**Records for the exercise**

╭──

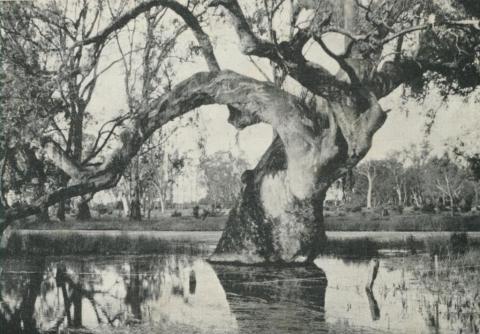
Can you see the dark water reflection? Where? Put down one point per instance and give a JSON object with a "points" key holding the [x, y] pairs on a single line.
{"points": [[185, 294]]}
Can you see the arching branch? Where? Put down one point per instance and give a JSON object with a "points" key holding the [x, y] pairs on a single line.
{"points": [[254, 99]]}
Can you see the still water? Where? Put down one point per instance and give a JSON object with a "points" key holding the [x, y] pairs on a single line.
{"points": [[183, 293]]}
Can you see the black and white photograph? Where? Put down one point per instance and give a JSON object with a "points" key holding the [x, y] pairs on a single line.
{"points": [[240, 166]]}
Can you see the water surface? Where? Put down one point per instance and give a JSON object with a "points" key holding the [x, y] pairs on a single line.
{"points": [[183, 293]]}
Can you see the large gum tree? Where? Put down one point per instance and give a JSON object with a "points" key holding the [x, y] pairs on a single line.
{"points": [[387, 44]]}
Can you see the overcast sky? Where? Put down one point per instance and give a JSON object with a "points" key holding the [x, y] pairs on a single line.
{"points": [[401, 129]]}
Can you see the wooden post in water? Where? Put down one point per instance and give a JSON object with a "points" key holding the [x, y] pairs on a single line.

╰──

**Written problem**
Please render the whole listing above as a numbered list, with blank lines and the pictures left out.

**Solution**
1. Can you see the dark water reflection? Where? Put down one point per instance and give a JSON object with a "points" key holding the [x, y] pairs on a single line.
2. {"points": [[185, 294]]}
3. Can you see the arching branch? Where? Put down one point per instance and give a JSON object with a "points" key holding the [x, y] pairs on a single line.
4. {"points": [[254, 99]]}
5. Can you see the still water? Where? Put down one point per instance and give a JSON object with a "points" key holding the [x, y] pairs on a single line.
6. {"points": [[183, 293]]}
7. Can you see the black and white photograph? Where? Put down one point per instance and give a JSON object with a "points" key holding the [x, y] pairs on a single line.
8. {"points": [[240, 166]]}
9. Can you see the water surface? Where? Put down one point per instance and give a JSON object with a "points" key holding the [x, y] pairs on a single line.
10. {"points": [[183, 293]]}
11. Can you see the large gum tree? Where? Put down one point per instance and give a JSON object with a "points" key holding the [x, y] pairs on a single line.
12. {"points": [[387, 44]]}
13. Can you see the overcast sky? Where? Put down one point per instance and give a JSON object with a "points" key holding the [x, y] pairs on a single line.
14. {"points": [[401, 129]]}
15. Can you see the wooden post in water? Where? Put down one point per instance and give a JSON object with a "points" key holding the [x, y] pairs on a single line.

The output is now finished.